• **DATA PROVIDED**

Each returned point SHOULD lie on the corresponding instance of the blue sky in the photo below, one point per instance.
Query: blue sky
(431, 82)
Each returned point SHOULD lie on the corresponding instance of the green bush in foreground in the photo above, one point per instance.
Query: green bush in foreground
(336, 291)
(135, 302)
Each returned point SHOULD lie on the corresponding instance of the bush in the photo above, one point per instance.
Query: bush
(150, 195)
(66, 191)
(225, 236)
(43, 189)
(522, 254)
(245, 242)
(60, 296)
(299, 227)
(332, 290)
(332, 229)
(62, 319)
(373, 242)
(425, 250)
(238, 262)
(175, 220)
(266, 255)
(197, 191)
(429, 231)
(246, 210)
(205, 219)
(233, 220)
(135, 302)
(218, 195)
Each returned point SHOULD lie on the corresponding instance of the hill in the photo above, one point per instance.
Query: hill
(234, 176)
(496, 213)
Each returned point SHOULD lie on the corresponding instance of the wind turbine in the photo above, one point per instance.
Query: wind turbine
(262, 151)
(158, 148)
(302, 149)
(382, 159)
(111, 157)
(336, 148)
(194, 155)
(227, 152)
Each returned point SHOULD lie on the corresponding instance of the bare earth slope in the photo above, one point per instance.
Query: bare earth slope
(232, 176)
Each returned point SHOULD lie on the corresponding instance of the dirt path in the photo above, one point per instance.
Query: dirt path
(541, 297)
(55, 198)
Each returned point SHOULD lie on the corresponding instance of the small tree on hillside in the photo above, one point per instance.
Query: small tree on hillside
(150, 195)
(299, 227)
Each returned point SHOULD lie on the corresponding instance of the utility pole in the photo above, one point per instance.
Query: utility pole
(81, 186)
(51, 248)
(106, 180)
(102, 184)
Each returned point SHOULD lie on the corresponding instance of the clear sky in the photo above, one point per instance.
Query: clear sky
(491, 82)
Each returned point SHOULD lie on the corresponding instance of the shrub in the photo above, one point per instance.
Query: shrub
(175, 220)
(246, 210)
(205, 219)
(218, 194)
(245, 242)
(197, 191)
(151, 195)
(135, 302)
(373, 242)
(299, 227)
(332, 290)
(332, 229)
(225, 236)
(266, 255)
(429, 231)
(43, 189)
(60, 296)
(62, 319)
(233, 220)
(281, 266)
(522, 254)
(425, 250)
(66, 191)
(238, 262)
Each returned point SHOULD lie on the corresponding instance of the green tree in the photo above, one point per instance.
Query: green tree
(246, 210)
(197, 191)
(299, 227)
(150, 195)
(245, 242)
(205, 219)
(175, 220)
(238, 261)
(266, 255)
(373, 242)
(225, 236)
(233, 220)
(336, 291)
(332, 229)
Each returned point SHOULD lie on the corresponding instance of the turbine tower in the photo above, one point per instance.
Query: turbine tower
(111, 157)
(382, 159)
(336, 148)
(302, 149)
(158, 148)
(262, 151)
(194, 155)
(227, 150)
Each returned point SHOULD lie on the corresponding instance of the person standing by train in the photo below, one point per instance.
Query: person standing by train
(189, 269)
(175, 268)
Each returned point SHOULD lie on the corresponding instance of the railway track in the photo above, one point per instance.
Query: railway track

• **WORK INSTRUCTIONS**
Your reply should be the number of lines in the listing above that contain "railway", with nothing added.

• **OUTPUT FOR THIS TASK**
2